• [DIRECTIVE 1]
Answer these from the Taylor polynomial thread:
(a) What quadratic does the asker give as an example of a polynomial where f changes depending on x?
(b) Whose post helped the asker work out the source of the confusion?
(c) Which function's value does the asker set out to find, and about what point is its Taylor polynomial taken?
• [DIRECTIVE 2] Write the next part of the Taylor polynomial thread, picking up after its final sentence.

• [TEXT PROVIDED]
_____
Why doesn't the $x$ term in a Taylor polynomial (or series) change? What is the reasoning behind this?
I am referring to $x$ in the following Taylor polynomial (or series) about $a$.
$$f(a) + f'(a)(x - a) + \dfrac{ f''(a)(x - a)^2 }{ 2! } + \dfrac{ f'''(a)(x - a)^3}{3!} + ... + \dfrac{ f^{n}(a)(x - a)^n }{ n! }$$
I am aware of how the Taylor polynomial is derived. However, when we have other polynomials, such as the quadratic $f(x) = x^2 + 4x + 2$, $ f$ changes depending on $x$. This is different to the Taylor polynomial, where $x$ does not seem to change at all! Rather, we have
$$f(x_0) + f'(x_0)(x - x_0) + \dfrac{ f''(x_0)(x - x_0)^2 }{ 2! } + \dfrac{ f'''(x_0)(x - x_0)^3}{3!} + ... + \dfrac{ f^{n}(x_0)(x - x_0)^n }{ n! }$$
Why is this the case? What is the reasoning behind it?
Thank you.
The user qbert's post allowed me to figure out what my confusion was. My confusion came from the fact that the examples I had dealt with were all functions of $x$ alone ( $f(x)$ ). Let us find the value of $\sin(x)$ using the Taylor polynomial of $\sin(x)$ about $0$.
_____
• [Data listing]
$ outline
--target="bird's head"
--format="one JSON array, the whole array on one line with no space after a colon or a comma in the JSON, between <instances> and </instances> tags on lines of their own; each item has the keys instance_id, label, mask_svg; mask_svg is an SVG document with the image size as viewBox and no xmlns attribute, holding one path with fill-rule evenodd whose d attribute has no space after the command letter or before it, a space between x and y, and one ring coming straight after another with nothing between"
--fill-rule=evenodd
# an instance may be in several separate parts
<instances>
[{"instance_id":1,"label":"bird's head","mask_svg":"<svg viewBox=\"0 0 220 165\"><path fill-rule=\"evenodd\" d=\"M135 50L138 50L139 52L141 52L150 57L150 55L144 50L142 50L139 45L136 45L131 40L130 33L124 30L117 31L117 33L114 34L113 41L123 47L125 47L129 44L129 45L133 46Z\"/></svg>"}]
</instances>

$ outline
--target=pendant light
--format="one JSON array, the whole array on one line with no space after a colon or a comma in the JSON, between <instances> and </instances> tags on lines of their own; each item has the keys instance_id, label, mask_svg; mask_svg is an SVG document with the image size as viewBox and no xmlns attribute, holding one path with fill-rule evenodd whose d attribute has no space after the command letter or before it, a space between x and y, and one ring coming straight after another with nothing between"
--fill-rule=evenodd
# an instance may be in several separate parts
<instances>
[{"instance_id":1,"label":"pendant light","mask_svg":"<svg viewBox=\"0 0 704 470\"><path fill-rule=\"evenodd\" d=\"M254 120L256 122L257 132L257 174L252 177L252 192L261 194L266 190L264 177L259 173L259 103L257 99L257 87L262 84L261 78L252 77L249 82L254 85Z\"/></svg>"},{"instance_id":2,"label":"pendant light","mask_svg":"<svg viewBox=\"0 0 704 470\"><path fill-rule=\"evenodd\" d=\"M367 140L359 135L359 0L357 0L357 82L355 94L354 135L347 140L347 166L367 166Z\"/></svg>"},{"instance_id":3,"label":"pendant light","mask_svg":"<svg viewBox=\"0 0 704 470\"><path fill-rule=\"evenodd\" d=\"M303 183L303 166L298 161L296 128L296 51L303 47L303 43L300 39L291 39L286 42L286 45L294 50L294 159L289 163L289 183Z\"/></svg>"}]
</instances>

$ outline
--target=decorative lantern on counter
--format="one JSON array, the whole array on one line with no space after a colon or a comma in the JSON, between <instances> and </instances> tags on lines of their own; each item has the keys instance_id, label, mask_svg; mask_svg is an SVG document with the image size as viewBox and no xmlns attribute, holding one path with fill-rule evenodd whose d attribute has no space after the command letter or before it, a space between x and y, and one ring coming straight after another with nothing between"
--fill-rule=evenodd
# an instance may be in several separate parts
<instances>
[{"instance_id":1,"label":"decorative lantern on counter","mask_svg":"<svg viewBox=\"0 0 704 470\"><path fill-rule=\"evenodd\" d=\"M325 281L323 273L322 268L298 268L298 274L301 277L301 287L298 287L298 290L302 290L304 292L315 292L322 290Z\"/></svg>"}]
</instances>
_____
• [TASK OUTPUT 1]
(a) f(x) = x^2 + 4x + 2
(b) The user qbert's
(c) sin(x), about 0

• [TASK OUTPUT 2]
$$\sin(x) = \sin(0) + \cos(0)(x - 0) - \dfrac{ \sin(0) }{ 2! } (x - 0)^2 - \dfrac{ \cos(0) }{ 3! } (x - 0)^3 + \dfrac{ f^{(4)}(c) }{ 4! } (x - 0)^4 $$
Where the term $\dfrac{ f^{(4)}(c) }{ 4! } (x - 0)^4$ is the Lagrange remainder at some point $c \in (0, x)$.
$$ \Rightarrow \sin(x) = x - \dfrac{ x^3 }{ 3! } + \dfrac{ f^{4}(c) }{ 4! } x^4$$
However, if we were to find the value of $\sin(2x)$ using the Taylor polynomial of $\sin(2x)$ about $0$, we would get the following.
$$\sin(2x) = \sin(0) + \cos(0)(2x - 0) - \dfrac{ \sin(0) }{ 2! } (2x - 0)^2 - \dfrac{ \cos(0) }{ 3! } (2x - 0)^3 + \dfrac{ f^{(4)}(c) }{ 4! } (2x - 0)^4 $$
Where the term $\dfrac{ f^{(4)}(c) }{ 4! } (2x - 0)^4$ is the Lagrange remainder at some point $c \in (0, x)$.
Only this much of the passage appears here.